### Listing
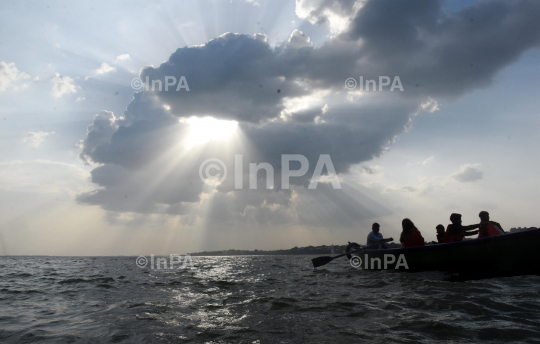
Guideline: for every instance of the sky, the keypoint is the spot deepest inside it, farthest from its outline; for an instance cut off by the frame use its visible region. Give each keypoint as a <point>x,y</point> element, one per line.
<point>91,165</point>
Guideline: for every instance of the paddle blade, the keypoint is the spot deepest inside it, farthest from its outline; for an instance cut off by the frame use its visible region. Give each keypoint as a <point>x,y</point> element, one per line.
<point>320,261</point>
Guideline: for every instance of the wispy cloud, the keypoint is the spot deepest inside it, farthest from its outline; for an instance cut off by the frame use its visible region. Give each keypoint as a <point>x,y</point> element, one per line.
<point>104,69</point>
<point>123,57</point>
<point>468,173</point>
<point>35,138</point>
<point>11,77</point>
<point>62,85</point>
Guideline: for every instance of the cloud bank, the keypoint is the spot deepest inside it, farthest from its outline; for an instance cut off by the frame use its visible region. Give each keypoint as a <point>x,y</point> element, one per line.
<point>291,99</point>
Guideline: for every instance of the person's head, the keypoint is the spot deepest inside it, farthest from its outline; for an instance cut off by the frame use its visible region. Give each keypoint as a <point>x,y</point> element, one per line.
<point>455,218</point>
<point>407,224</point>
<point>440,229</point>
<point>484,216</point>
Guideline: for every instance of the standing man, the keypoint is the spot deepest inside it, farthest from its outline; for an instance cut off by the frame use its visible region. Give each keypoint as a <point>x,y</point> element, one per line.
<point>456,231</point>
<point>374,237</point>
<point>488,228</point>
<point>440,234</point>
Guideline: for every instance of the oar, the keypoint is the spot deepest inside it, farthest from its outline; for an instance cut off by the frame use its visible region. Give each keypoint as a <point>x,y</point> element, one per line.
<point>320,261</point>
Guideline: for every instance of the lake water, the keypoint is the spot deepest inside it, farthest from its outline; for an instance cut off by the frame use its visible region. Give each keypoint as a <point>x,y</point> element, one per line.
<point>255,299</point>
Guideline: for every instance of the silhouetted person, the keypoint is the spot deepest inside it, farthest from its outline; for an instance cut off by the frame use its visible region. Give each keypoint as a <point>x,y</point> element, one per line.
<point>440,234</point>
<point>488,228</point>
<point>456,232</point>
<point>410,236</point>
<point>375,237</point>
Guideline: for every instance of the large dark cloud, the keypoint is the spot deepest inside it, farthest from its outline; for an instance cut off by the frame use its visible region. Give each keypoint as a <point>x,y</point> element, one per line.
<point>291,99</point>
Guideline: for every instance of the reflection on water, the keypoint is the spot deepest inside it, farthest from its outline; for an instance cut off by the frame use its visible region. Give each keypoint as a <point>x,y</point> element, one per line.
<point>262,299</point>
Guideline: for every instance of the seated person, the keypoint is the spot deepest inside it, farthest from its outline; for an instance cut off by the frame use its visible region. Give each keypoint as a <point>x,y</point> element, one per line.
<point>488,228</point>
<point>440,233</point>
<point>456,232</point>
<point>374,237</point>
<point>410,236</point>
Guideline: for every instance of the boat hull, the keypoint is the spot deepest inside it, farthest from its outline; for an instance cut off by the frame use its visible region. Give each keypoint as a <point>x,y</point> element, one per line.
<point>509,254</point>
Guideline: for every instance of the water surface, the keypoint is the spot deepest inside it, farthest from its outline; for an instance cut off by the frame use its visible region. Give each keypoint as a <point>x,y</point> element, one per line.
<point>255,299</point>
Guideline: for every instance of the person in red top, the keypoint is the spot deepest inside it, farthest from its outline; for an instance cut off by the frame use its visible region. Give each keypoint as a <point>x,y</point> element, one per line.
<point>410,236</point>
<point>488,228</point>
<point>456,231</point>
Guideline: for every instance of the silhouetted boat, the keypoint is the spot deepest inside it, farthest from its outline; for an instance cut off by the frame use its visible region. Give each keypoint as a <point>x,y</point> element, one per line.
<point>504,255</point>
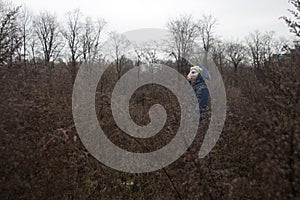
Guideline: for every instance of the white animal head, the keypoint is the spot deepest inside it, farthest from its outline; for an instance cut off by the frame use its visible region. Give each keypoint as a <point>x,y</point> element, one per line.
<point>194,72</point>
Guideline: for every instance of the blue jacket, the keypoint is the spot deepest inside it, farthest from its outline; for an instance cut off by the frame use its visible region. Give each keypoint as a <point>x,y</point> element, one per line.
<point>201,91</point>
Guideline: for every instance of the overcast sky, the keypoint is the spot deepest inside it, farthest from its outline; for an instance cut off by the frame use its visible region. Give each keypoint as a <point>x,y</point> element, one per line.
<point>236,18</point>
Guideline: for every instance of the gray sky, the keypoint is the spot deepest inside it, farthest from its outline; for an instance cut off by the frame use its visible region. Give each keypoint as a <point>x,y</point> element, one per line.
<point>236,18</point>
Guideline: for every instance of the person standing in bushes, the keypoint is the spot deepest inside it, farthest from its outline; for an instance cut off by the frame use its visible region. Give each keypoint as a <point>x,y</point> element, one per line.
<point>196,77</point>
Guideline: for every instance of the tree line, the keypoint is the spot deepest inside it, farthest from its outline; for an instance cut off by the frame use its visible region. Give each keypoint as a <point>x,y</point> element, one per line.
<point>25,37</point>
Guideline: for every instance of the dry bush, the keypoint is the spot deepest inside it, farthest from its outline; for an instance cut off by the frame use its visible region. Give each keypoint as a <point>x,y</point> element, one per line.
<point>256,157</point>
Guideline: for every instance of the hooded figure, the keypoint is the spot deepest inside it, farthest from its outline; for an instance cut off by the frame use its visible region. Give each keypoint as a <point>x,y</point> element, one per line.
<point>195,76</point>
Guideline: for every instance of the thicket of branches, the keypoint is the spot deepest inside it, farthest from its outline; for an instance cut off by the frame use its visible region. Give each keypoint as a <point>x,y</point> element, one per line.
<point>256,157</point>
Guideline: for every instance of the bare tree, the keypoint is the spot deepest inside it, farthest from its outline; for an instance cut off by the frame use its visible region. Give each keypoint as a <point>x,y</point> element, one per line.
<point>120,45</point>
<point>236,53</point>
<point>260,47</point>
<point>10,38</point>
<point>25,23</point>
<point>72,33</point>
<point>90,39</point>
<point>294,24</point>
<point>183,33</point>
<point>206,26</point>
<point>218,53</point>
<point>47,30</point>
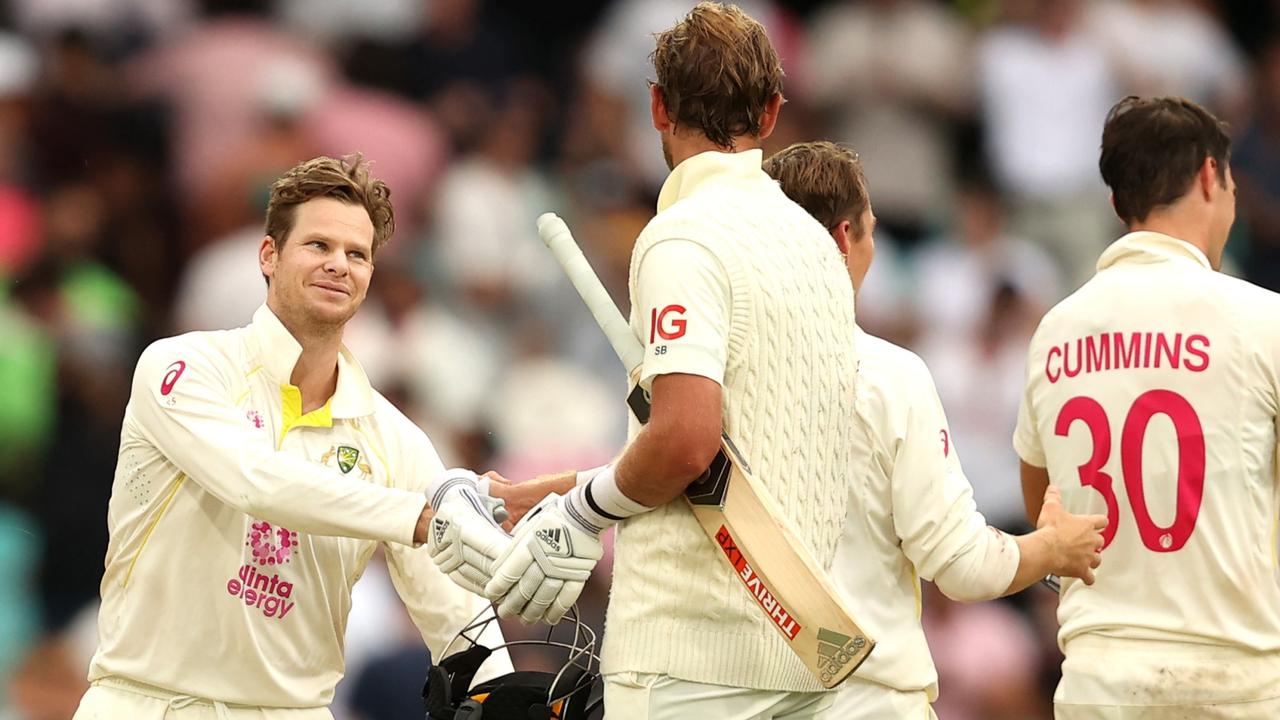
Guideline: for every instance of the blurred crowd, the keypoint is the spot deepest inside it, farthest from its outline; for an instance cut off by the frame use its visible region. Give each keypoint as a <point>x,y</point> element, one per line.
<point>138,140</point>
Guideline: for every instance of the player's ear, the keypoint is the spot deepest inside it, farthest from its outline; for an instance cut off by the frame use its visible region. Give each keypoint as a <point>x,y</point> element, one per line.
<point>769,117</point>
<point>1111,199</point>
<point>1207,178</point>
<point>844,236</point>
<point>266,256</point>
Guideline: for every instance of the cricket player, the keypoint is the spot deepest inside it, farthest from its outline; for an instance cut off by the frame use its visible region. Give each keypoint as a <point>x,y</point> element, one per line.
<point>910,511</point>
<point>257,474</point>
<point>748,320</point>
<point>1152,396</point>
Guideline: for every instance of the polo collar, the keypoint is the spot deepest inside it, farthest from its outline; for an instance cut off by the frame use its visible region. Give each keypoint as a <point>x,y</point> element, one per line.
<point>711,168</point>
<point>1147,246</point>
<point>278,352</point>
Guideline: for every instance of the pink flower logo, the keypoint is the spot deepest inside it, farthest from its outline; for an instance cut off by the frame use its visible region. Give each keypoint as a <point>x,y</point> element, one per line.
<point>270,546</point>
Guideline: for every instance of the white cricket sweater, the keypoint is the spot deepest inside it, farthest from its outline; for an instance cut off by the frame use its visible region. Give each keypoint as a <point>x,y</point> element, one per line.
<point>728,247</point>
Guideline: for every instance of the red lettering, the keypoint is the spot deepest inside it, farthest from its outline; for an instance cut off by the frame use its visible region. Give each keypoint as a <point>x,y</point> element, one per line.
<point>677,326</point>
<point>1169,350</point>
<point>1048,364</point>
<point>1127,356</point>
<point>1066,361</point>
<point>1200,352</point>
<point>170,377</point>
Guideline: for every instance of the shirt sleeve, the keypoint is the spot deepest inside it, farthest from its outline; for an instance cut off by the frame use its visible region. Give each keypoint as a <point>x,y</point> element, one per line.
<point>682,295</point>
<point>181,405</point>
<point>1027,441</point>
<point>440,609</point>
<point>437,605</point>
<point>935,514</point>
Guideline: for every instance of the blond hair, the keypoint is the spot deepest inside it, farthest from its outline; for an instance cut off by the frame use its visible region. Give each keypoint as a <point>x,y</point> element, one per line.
<point>717,71</point>
<point>823,178</point>
<point>346,180</point>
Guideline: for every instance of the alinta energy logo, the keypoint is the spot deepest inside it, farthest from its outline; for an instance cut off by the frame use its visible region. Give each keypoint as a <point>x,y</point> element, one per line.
<point>270,546</point>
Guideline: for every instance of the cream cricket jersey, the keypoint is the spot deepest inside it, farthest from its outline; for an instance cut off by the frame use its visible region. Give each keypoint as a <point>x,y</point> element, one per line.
<point>910,514</point>
<point>1152,397</point>
<point>734,282</point>
<point>238,524</point>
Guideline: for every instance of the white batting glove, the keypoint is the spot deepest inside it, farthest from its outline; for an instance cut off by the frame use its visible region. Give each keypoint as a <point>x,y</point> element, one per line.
<point>543,570</point>
<point>465,538</point>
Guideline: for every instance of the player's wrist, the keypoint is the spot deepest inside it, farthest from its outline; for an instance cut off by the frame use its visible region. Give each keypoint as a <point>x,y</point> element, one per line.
<point>599,502</point>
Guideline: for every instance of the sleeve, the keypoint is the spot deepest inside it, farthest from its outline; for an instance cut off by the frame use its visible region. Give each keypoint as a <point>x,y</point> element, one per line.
<point>935,514</point>
<point>1027,441</point>
<point>437,605</point>
<point>181,404</point>
<point>682,295</point>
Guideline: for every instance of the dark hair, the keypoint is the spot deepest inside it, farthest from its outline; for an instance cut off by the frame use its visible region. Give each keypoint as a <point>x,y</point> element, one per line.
<point>1152,149</point>
<point>823,178</point>
<point>717,71</point>
<point>346,180</point>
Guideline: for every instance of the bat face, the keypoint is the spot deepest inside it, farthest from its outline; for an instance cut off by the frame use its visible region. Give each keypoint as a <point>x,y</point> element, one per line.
<point>723,499</point>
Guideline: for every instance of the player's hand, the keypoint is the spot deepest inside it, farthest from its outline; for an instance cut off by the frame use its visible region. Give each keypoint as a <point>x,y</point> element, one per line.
<point>543,570</point>
<point>521,497</point>
<point>464,537</point>
<point>1077,538</point>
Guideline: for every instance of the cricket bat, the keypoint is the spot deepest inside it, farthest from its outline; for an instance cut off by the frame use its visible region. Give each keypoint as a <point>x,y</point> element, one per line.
<point>735,511</point>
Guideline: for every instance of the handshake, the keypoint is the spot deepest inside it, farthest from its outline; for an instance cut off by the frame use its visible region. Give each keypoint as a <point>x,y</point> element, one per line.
<point>535,573</point>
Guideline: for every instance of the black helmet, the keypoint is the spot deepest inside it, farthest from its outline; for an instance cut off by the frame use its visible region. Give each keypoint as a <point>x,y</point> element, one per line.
<point>566,695</point>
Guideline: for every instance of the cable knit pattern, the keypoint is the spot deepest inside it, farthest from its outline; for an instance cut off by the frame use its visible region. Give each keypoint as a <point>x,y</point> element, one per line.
<point>789,405</point>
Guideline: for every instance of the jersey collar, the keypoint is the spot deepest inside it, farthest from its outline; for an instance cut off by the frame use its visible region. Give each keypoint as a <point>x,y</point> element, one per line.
<point>711,168</point>
<point>278,352</point>
<point>1147,246</point>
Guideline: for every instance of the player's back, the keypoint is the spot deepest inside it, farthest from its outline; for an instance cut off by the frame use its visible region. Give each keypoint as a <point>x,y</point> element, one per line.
<point>1152,396</point>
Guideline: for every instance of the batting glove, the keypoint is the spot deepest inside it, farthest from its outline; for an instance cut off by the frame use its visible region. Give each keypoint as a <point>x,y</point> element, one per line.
<point>543,570</point>
<point>465,537</point>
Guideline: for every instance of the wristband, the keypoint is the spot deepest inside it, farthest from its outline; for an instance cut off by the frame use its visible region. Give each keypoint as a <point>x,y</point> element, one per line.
<point>600,502</point>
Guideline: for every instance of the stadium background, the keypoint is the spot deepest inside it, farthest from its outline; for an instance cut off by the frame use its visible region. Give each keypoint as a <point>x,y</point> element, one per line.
<point>138,137</point>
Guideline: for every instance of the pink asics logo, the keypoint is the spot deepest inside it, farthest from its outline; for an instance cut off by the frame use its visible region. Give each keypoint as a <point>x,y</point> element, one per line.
<point>270,546</point>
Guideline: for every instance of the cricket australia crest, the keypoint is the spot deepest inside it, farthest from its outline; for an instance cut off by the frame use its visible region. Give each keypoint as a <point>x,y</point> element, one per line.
<point>347,458</point>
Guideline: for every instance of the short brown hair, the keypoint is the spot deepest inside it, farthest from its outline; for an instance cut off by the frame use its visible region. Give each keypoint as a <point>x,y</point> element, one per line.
<point>717,71</point>
<point>1152,149</point>
<point>823,178</point>
<point>346,180</point>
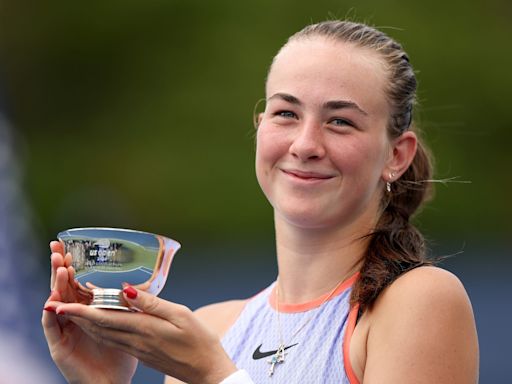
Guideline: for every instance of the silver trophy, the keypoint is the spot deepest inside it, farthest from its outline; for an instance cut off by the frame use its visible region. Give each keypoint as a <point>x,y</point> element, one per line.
<point>105,258</point>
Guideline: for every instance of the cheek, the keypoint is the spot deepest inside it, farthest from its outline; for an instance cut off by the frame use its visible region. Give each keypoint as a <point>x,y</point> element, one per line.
<point>361,158</point>
<point>270,147</point>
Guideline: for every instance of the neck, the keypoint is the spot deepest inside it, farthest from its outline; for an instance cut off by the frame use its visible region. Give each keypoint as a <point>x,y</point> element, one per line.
<point>312,262</point>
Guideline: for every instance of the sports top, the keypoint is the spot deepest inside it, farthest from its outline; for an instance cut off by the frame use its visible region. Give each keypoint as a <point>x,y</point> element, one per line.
<point>318,353</point>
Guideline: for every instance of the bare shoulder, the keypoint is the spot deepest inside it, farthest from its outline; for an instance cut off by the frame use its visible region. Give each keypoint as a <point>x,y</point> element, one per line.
<point>426,284</point>
<point>220,316</point>
<point>422,327</point>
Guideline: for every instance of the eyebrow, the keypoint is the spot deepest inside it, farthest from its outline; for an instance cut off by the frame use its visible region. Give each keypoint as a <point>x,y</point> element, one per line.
<point>331,105</point>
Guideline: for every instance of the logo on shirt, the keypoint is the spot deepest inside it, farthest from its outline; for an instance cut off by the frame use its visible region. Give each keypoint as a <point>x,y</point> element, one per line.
<point>260,355</point>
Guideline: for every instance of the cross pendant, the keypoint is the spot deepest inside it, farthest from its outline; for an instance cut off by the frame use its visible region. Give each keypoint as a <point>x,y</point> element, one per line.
<point>276,358</point>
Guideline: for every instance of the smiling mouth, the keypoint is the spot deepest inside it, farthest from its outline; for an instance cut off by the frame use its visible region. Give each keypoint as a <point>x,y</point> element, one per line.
<point>311,176</point>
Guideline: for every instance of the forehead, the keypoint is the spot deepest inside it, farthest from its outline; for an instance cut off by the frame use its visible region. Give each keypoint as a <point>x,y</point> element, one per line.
<point>319,69</point>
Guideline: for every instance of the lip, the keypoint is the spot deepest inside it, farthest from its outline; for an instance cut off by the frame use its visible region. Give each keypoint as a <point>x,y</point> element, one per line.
<point>307,175</point>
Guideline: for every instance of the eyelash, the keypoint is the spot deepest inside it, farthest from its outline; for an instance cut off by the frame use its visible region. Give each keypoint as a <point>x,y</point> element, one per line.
<point>286,114</point>
<point>282,114</point>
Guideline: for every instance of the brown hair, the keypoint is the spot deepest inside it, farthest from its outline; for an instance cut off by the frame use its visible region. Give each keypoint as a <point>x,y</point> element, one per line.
<point>395,246</point>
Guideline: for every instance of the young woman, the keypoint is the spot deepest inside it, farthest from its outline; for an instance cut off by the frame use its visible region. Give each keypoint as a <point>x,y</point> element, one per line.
<point>356,299</point>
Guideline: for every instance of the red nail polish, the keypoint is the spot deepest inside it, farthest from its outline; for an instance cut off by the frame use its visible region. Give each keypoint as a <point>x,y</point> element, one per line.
<point>130,292</point>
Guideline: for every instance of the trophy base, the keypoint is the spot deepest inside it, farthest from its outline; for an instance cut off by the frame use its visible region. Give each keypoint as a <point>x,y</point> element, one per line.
<point>109,298</point>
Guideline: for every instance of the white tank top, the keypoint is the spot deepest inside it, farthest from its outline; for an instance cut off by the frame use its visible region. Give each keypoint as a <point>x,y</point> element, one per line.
<point>315,355</point>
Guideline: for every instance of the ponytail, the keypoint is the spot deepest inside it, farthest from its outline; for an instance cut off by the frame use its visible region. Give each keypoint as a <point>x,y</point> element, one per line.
<point>396,246</point>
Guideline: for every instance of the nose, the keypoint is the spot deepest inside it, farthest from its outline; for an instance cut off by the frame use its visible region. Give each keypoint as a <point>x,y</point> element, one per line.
<point>308,143</point>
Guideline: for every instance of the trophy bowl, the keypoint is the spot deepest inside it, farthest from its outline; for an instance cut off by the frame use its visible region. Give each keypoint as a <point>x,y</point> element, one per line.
<point>105,258</point>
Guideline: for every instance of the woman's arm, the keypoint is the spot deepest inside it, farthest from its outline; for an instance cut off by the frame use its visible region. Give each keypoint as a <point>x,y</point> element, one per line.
<point>422,330</point>
<point>218,317</point>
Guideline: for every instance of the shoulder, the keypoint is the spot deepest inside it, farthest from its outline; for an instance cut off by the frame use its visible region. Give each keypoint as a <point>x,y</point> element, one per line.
<point>422,326</point>
<point>424,285</point>
<point>219,317</point>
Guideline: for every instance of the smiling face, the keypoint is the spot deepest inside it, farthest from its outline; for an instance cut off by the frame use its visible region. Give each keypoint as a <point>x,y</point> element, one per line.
<point>322,145</point>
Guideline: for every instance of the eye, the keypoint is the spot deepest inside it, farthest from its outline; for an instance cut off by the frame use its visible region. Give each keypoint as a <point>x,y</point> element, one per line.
<point>286,114</point>
<point>339,122</point>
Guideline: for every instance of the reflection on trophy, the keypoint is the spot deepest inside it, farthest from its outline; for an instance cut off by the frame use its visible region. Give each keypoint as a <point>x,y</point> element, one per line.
<point>105,258</point>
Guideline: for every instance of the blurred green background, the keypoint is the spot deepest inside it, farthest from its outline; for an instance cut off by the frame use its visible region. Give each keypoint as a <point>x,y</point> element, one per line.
<point>138,114</point>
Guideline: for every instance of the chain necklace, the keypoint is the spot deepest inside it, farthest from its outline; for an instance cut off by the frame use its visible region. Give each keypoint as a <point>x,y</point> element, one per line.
<point>280,355</point>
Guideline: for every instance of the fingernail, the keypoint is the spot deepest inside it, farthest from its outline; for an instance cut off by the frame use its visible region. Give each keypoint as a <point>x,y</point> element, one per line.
<point>130,292</point>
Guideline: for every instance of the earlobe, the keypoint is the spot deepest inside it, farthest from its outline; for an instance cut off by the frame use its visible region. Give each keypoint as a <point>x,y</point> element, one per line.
<point>403,152</point>
<point>257,120</point>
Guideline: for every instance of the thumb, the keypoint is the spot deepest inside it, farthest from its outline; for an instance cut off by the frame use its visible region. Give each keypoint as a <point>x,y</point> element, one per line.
<point>177,314</point>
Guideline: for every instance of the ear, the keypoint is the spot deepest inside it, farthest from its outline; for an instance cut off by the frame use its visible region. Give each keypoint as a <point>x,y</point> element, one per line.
<point>403,150</point>
<point>258,119</point>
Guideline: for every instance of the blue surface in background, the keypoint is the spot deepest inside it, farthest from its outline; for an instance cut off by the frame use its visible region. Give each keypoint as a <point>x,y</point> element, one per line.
<point>110,279</point>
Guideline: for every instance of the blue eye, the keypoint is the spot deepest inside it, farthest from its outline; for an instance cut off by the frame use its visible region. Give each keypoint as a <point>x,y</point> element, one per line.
<point>286,114</point>
<point>340,122</point>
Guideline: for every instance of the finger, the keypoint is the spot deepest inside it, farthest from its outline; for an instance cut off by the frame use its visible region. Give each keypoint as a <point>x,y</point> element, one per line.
<point>120,320</point>
<point>176,314</point>
<point>110,337</point>
<point>64,285</point>
<point>56,261</point>
<point>51,327</point>
<point>68,259</point>
<point>56,247</point>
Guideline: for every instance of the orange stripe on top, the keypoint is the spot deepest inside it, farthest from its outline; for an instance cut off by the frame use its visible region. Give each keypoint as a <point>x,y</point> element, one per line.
<point>352,319</point>
<point>303,307</point>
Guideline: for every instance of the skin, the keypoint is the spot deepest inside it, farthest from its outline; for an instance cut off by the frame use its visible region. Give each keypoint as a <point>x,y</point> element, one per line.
<point>322,159</point>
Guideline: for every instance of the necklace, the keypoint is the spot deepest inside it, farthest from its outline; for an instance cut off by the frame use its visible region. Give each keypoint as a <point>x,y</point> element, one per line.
<point>280,355</point>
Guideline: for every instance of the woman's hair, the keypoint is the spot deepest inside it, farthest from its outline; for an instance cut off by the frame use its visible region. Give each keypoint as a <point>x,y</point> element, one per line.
<point>395,245</point>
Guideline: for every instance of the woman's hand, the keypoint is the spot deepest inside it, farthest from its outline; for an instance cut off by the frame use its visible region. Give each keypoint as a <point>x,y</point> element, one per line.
<point>165,336</point>
<point>80,358</point>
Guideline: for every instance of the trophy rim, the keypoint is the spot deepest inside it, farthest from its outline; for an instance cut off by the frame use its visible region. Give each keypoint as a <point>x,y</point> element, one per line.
<point>114,229</point>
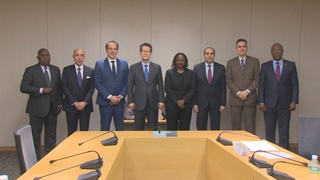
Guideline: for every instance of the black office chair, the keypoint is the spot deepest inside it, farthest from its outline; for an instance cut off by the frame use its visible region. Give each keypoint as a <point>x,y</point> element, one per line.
<point>25,149</point>
<point>309,134</point>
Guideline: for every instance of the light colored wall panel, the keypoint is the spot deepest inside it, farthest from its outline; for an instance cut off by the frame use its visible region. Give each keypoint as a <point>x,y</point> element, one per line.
<point>223,22</point>
<point>127,22</point>
<point>74,24</point>
<point>276,21</point>
<point>23,33</point>
<point>310,60</point>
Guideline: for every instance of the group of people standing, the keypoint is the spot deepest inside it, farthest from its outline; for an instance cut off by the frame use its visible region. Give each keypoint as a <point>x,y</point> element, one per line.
<point>202,90</point>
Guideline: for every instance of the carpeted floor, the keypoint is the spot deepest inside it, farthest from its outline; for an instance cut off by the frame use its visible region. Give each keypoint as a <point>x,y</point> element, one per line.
<point>9,164</point>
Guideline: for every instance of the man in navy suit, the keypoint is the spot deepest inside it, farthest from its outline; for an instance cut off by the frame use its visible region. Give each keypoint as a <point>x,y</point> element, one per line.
<point>111,79</point>
<point>78,88</point>
<point>145,89</point>
<point>210,94</point>
<point>43,84</point>
<point>278,95</point>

### Description of the task
Render the stretch of the listing from its start through the line containing "<point>91,165</point>", inclusive, as a JSON list of strings, one per line, with blank lines dropped and the picture left out.

### Exercise answer
[
  "Guideline: for every instance of the sky, the keypoint is the spot deepest inside it, farthest from its outline; for an instance cut off by the frame use its visible region. Give each keypoint as a <point>x,y</point> element, one per line.",
  "<point>91,165</point>"
]